Task requirements: Search term "grass": copy each line of the data containing it.

Provided data:
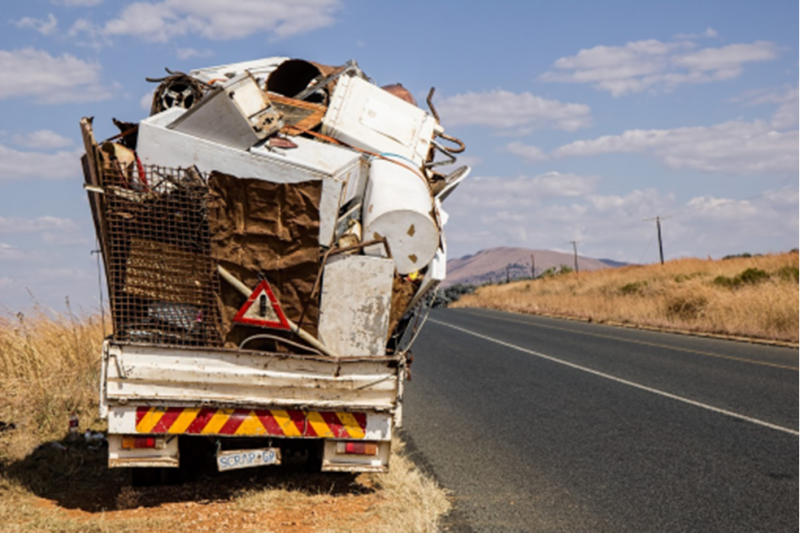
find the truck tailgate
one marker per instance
(144, 374)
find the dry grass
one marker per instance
(728, 297)
(49, 368)
(401, 500)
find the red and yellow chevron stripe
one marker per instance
(251, 422)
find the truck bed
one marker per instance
(139, 374)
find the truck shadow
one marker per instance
(74, 474)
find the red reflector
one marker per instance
(361, 448)
(129, 443)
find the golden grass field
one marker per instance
(755, 297)
(49, 368)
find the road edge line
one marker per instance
(625, 381)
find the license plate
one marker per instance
(235, 459)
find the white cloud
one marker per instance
(188, 53)
(512, 112)
(788, 99)
(76, 3)
(15, 164)
(642, 65)
(547, 211)
(709, 33)
(221, 19)
(527, 151)
(50, 80)
(735, 147)
(45, 27)
(42, 139)
(521, 192)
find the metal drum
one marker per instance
(398, 206)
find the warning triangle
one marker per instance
(263, 310)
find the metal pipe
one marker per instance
(246, 291)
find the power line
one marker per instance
(658, 220)
(575, 252)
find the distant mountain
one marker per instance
(490, 265)
(614, 264)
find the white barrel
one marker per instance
(398, 206)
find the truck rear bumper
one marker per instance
(244, 422)
(352, 441)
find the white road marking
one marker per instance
(625, 381)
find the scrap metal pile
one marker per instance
(276, 205)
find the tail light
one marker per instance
(132, 443)
(357, 448)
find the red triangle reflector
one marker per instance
(263, 310)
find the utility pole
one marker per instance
(575, 251)
(658, 228)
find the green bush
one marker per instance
(753, 276)
(789, 273)
(725, 281)
(635, 287)
(685, 307)
(750, 276)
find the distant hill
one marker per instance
(614, 264)
(490, 265)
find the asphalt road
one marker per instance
(538, 424)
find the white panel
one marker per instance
(355, 303)
(150, 373)
(311, 160)
(368, 117)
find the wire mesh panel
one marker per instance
(163, 283)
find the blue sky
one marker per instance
(581, 118)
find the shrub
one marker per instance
(750, 276)
(753, 276)
(789, 273)
(633, 287)
(725, 281)
(685, 307)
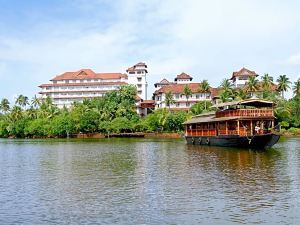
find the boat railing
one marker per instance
(246, 113)
(204, 132)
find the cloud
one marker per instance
(293, 60)
(172, 36)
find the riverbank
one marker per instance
(145, 135)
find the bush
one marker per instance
(294, 130)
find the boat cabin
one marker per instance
(243, 118)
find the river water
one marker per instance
(144, 181)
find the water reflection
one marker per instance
(140, 181)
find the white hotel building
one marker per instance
(176, 88)
(69, 87)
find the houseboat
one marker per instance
(247, 123)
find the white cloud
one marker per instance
(172, 36)
(293, 60)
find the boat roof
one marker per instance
(248, 102)
(210, 119)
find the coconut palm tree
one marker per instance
(169, 99)
(204, 87)
(252, 85)
(267, 82)
(22, 101)
(227, 90)
(4, 105)
(187, 92)
(16, 113)
(283, 84)
(240, 94)
(296, 89)
(35, 102)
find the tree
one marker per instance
(296, 89)
(240, 94)
(35, 102)
(22, 101)
(283, 84)
(187, 92)
(204, 87)
(227, 90)
(169, 99)
(267, 82)
(252, 85)
(4, 105)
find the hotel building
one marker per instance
(69, 87)
(176, 88)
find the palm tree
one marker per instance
(204, 87)
(252, 85)
(4, 105)
(187, 92)
(283, 84)
(240, 94)
(35, 102)
(227, 90)
(169, 99)
(16, 113)
(22, 100)
(296, 89)
(267, 82)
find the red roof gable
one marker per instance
(243, 72)
(88, 74)
(183, 76)
(178, 88)
(133, 68)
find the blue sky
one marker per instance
(207, 39)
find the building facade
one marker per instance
(181, 102)
(240, 78)
(83, 84)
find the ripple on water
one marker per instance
(142, 181)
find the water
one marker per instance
(142, 181)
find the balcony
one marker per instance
(246, 113)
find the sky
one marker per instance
(206, 39)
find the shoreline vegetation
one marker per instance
(115, 112)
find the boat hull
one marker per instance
(257, 141)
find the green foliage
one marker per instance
(38, 127)
(201, 107)
(294, 130)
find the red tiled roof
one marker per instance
(178, 88)
(183, 76)
(149, 101)
(148, 104)
(214, 92)
(83, 84)
(88, 74)
(243, 72)
(133, 68)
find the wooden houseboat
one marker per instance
(247, 123)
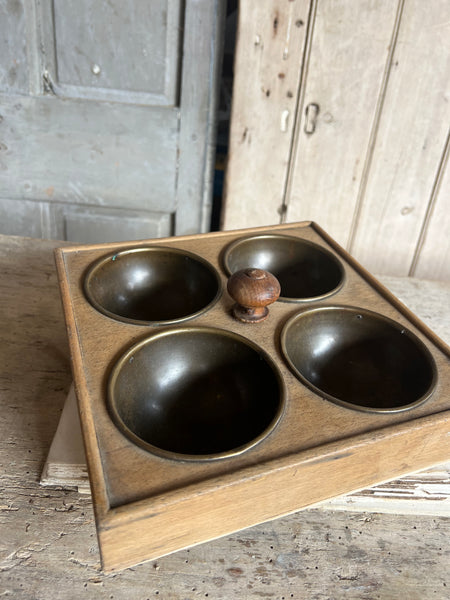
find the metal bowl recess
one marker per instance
(195, 393)
(152, 285)
(359, 359)
(305, 270)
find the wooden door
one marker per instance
(106, 123)
(346, 122)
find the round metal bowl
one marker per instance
(152, 285)
(305, 270)
(195, 394)
(359, 359)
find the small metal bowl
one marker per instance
(305, 270)
(152, 285)
(195, 393)
(359, 359)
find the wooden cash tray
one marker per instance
(148, 504)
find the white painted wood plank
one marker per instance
(202, 56)
(349, 53)
(92, 152)
(410, 141)
(113, 50)
(433, 261)
(268, 65)
(13, 47)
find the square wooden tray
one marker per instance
(147, 505)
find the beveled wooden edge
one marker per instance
(383, 290)
(108, 246)
(308, 478)
(93, 459)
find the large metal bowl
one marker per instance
(195, 393)
(359, 359)
(305, 270)
(152, 285)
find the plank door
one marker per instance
(354, 133)
(106, 117)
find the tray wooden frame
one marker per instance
(147, 506)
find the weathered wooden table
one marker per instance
(48, 543)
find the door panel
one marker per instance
(90, 152)
(107, 116)
(115, 50)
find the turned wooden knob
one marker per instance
(253, 290)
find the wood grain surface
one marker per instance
(48, 546)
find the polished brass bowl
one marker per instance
(359, 359)
(152, 285)
(195, 393)
(305, 270)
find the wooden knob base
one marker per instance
(253, 290)
(250, 315)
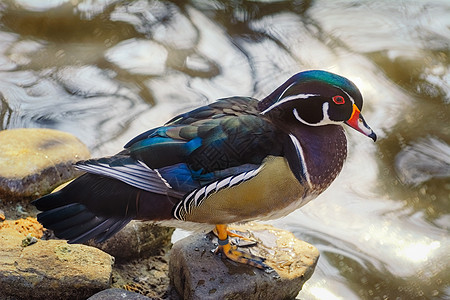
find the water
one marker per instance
(108, 70)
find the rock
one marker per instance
(136, 240)
(50, 269)
(25, 226)
(117, 294)
(34, 161)
(147, 276)
(197, 273)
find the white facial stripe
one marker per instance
(325, 121)
(326, 117)
(287, 99)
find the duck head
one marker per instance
(318, 98)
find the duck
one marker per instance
(237, 159)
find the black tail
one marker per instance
(97, 207)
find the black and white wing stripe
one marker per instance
(137, 174)
(197, 196)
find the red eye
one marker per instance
(338, 99)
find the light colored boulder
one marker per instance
(50, 269)
(34, 161)
(197, 273)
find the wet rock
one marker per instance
(197, 273)
(137, 239)
(117, 294)
(50, 269)
(147, 276)
(34, 161)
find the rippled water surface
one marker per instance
(108, 70)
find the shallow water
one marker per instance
(108, 70)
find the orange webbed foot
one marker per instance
(231, 251)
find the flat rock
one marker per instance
(197, 273)
(34, 161)
(50, 269)
(136, 240)
(118, 294)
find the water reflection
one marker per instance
(107, 70)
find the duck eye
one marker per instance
(338, 99)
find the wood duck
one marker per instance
(237, 159)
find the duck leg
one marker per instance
(233, 254)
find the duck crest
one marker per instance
(324, 150)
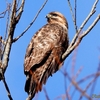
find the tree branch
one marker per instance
(7, 89)
(15, 39)
(75, 43)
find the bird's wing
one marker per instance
(38, 50)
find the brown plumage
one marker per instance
(44, 53)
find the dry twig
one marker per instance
(15, 39)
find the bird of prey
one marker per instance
(44, 52)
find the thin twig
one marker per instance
(75, 16)
(7, 89)
(83, 24)
(88, 77)
(15, 39)
(70, 49)
(78, 88)
(46, 94)
(72, 13)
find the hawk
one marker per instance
(44, 53)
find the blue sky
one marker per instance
(88, 54)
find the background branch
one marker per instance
(15, 39)
(75, 43)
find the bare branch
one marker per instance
(71, 46)
(78, 88)
(76, 15)
(7, 89)
(46, 94)
(72, 13)
(15, 39)
(20, 11)
(83, 24)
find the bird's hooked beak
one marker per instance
(48, 16)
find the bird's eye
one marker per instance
(54, 15)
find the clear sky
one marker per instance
(88, 52)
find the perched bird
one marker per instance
(44, 53)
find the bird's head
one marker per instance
(56, 17)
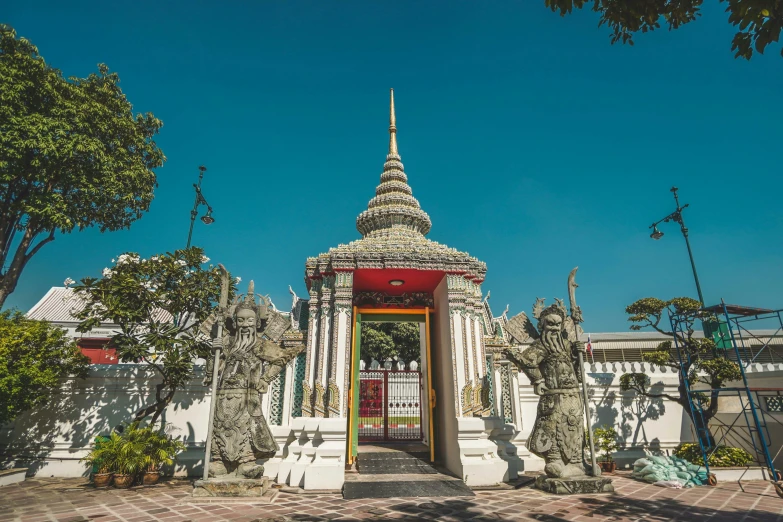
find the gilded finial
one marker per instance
(392, 127)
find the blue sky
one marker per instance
(532, 142)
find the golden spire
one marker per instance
(393, 210)
(392, 127)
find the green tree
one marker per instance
(34, 357)
(702, 368)
(759, 22)
(72, 155)
(142, 296)
(381, 341)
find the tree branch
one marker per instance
(37, 247)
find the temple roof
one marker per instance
(393, 229)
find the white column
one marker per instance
(288, 392)
(459, 363)
(339, 378)
(425, 385)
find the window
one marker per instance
(97, 350)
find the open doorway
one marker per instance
(390, 382)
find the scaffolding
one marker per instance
(728, 325)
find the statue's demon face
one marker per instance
(246, 321)
(552, 323)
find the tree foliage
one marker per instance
(758, 22)
(142, 296)
(702, 369)
(381, 341)
(34, 357)
(72, 155)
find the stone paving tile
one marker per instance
(70, 500)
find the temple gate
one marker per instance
(392, 273)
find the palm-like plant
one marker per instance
(157, 447)
(104, 454)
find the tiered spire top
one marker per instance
(393, 210)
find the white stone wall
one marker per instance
(51, 441)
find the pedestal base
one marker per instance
(574, 485)
(231, 487)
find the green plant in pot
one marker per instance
(605, 439)
(159, 449)
(129, 460)
(101, 458)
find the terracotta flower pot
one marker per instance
(151, 477)
(608, 467)
(123, 481)
(101, 480)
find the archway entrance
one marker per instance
(390, 404)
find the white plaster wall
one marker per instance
(51, 440)
(643, 424)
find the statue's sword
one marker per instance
(216, 366)
(576, 317)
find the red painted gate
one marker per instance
(390, 405)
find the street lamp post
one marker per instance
(676, 216)
(206, 218)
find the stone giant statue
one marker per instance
(252, 358)
(553, 362)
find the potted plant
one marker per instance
(129, 460)
(605, 439)
(101, 458)
(160, 449)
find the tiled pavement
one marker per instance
(69, 500)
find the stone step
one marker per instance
(448, 487)
(388, 463)
(398, 455)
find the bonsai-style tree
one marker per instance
(34, 357)
(605, 441)
(759, 21)
(72, 155)
(702, 368)
(159, 304)
(381, 341)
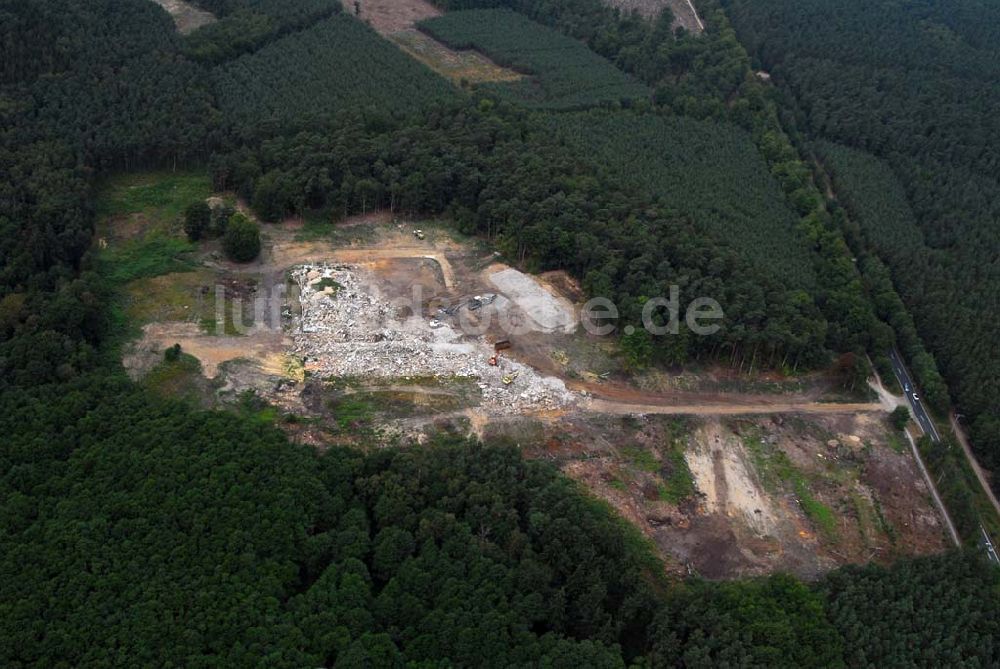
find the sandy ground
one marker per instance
(424, 378)
(548, 311)
(735, 526)
(187, 17)
(684, 12)
(393, 16)
(397, 20)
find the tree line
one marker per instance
(911, 92)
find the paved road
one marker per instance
(927, 425)
(913, 397)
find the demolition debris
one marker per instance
(347, 328)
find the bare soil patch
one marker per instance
(685, 14)
(393, 16)
(722, 497)
(398, 19)
(187, 17)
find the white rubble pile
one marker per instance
(348, 329)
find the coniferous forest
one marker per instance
(135, 530)
(902, 100)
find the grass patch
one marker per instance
(161, 197)
(180, 378)
(778, 474)
(146, 258)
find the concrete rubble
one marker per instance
(348, 329)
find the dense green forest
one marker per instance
(707, 170)
(917, 87)
(320, 70)
(565, 74)
(137, 531)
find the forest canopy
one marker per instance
(136, 530)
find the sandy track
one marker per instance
(598, 405)
(316, 253)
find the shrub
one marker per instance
(197, 219)
(242, 239)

Solution to this exercise:
find the dry grass
find the golden grass field
find the grass patch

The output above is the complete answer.